■ EXTRACTED DATA:
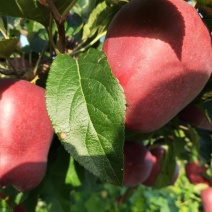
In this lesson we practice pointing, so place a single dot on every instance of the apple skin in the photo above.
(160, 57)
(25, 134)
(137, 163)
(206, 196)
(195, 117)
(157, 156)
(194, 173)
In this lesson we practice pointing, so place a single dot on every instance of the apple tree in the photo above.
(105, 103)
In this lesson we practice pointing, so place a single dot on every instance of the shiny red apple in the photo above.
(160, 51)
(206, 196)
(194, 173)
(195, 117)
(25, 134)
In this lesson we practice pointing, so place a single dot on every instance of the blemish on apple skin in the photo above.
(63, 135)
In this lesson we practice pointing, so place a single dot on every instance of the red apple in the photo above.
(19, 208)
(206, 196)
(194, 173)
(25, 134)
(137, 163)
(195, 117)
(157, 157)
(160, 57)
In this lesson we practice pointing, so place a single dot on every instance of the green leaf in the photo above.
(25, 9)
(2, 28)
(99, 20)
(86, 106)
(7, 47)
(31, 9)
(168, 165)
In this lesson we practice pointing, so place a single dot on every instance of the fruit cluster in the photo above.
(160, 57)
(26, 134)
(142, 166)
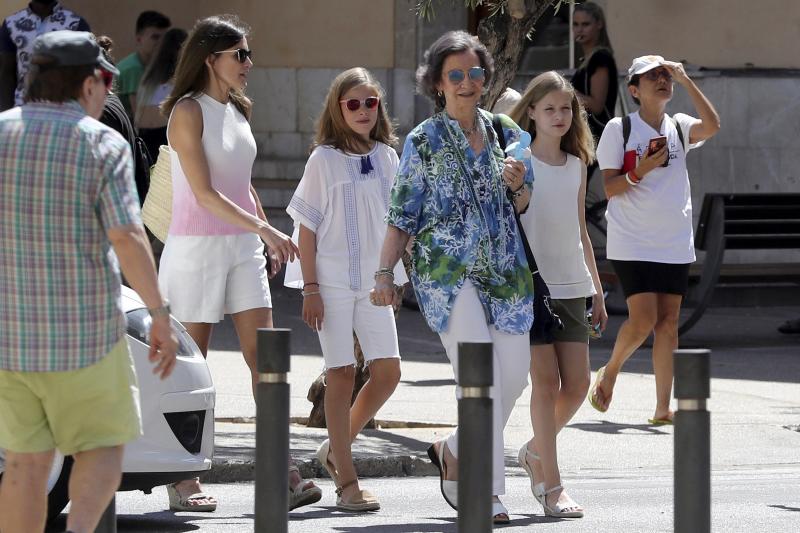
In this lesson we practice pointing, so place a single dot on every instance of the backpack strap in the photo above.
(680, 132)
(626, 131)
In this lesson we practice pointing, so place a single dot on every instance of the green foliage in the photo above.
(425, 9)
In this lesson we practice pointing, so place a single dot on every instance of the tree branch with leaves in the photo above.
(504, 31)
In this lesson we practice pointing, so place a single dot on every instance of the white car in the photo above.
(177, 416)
* * *
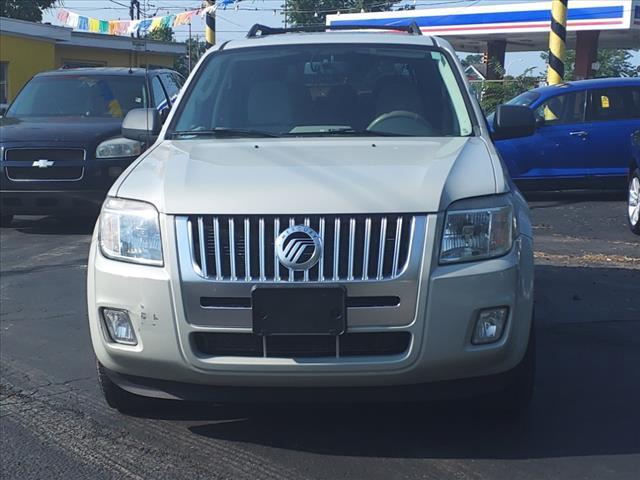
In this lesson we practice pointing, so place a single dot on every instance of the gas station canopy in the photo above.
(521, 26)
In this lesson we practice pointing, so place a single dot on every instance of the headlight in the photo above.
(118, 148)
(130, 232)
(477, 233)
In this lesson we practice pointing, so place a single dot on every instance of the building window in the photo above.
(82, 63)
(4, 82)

■ WORK TO DO: Report every line of the rows above that contains the word "green", copying each one in full.

■ OUTPUT OF THE TASK:
In this lesson we practice pointing, so place a single dot on every instance of the green leaf in the photo above.
In this lesson we practice pointing, so place a single dot on every instance of the green foliage in the photo above.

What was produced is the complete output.